If a line of the material holds the string "surface", please copy it.

((

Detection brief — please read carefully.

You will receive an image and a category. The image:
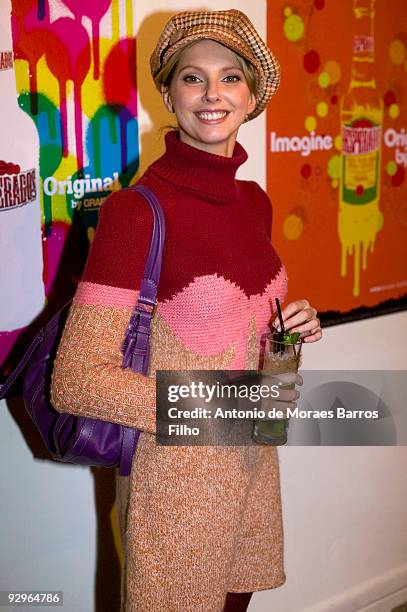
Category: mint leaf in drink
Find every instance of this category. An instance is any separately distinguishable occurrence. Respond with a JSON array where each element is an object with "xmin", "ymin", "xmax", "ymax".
[{"xmin": 282, "ymin": 331, "xmax": 301, "ymax": 345}]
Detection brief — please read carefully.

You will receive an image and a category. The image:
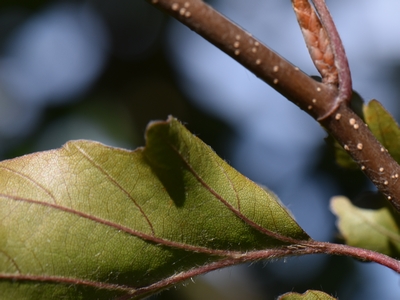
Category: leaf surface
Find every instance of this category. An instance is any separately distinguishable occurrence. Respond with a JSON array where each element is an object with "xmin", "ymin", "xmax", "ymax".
[
  {"xmin": 278, "ymin": 290, "xmax": 337, "ymax": 300},
  {"xmin": 330, "ymin": 196, "xmax": 400, "ymax": 257},
  {"xmin": 363, "ymin": 99, "xmax": 400, "ymax": 163},
  {"xmin": 0, "ymin": 117, "xmax": 309, "ymax": 299}
]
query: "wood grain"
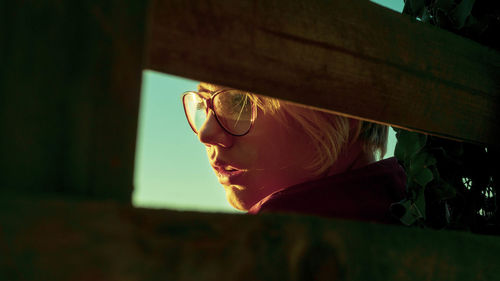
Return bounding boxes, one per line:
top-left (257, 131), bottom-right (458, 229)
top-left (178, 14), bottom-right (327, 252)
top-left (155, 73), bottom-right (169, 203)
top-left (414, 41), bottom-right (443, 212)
top-left (0, 1), bottom-right (148, 200)
top-left (1, 194), bottom-right (499, 281)
top-left (146, 0), bottom-right (500, 146)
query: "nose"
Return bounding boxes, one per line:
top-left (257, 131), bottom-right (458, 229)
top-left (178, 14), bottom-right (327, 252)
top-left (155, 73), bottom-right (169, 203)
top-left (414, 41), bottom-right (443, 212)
top-left (198, 110), bottom-right (233, 148)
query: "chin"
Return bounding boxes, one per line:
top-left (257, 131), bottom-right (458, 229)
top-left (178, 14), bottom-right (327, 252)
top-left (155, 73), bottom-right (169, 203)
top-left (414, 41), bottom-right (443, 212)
top-left (224, 185), bottom-right (255, 211)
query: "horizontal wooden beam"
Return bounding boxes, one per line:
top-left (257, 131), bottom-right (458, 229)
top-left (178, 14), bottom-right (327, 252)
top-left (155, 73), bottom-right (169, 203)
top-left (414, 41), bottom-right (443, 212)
top-left (1, 194), bottom-right (499, 280)
top-left (146, 0), bottom-right (500, 146)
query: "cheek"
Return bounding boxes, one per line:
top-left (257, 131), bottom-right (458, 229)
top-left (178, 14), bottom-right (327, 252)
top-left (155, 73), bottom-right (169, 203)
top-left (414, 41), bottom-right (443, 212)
top-left (243, 132), bottom-right (286, 170)
top-left (245, 135), bottom-right (302, 182)
top-left (235, 112), bottom-right (315, 181)
top-left (232, 122), bottom-right (278, 168)
top-left (256, 126), bottom-right (316, 178)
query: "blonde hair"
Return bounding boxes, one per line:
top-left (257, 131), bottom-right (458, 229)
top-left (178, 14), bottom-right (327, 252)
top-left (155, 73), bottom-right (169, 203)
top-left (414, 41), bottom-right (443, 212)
top-left (247, 93), bottom-right (388, 176)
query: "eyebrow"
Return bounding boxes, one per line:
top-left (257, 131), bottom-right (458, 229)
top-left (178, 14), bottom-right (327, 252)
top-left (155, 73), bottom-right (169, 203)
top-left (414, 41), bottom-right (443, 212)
top-left (198, 82), bottom-right (220, 91)
top-left (197, 84), bottom-right (215, 95)
top-left (197, 84), bottom-right (209, 92)
top-left (198, 84), bottom-right (228, 98)
top-left (197, 88), bottom-right (212, 99)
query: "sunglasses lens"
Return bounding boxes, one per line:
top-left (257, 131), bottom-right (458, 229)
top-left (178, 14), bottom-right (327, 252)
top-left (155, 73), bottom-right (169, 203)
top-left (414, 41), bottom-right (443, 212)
top-left (183, 92), bottom-right (207, 134)
top-left (214, 90), bottom-right (253, 135)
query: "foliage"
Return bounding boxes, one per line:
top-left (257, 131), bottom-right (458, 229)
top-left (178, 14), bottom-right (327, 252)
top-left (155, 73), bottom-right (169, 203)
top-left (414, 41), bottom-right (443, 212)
top-left (391, 129), bottom-right (499, 234)
top-left (390, 0), bottom-right (500, 235)
top-left (392, 131), bottom-right (433, 226)
top-left (403, 0), bottom-right (500, 49)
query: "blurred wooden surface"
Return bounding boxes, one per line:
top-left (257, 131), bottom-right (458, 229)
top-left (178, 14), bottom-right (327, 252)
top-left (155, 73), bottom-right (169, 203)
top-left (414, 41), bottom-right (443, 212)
top-left (1, 194), bottom-right (499, 281)
top-left (0, 1), bottom-right (148, 201)
top-left (147, 0), bottom-right (500, 146)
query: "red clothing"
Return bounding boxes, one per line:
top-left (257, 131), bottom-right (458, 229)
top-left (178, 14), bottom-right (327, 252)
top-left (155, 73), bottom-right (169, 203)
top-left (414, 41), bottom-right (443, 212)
top-left (248, 157), bottom-right (406, 224)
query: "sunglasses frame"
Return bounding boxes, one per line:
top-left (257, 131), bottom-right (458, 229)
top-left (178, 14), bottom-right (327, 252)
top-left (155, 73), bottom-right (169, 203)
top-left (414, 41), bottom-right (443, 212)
top-left (181, 88), bottom-right (257, 136)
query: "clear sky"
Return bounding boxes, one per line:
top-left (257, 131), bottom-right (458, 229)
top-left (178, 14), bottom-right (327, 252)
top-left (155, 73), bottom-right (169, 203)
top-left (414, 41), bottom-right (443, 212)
top-left (132, 0), bottom-right (404, 212)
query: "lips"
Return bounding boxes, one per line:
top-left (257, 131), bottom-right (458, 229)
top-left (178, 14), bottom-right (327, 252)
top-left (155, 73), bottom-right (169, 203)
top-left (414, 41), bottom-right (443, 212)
top-left (211, 161), bottom-right (246, 184)
top-left (212, 164), bottom-right (243, 176)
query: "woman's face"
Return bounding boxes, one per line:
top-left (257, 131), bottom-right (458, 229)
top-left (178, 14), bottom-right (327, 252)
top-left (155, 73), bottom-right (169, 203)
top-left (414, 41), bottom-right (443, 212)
top-left (196, 83), bottom-right (318, 210)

))

Solution to this problem:
Category: leaf surface
query: "blurred wooden surface"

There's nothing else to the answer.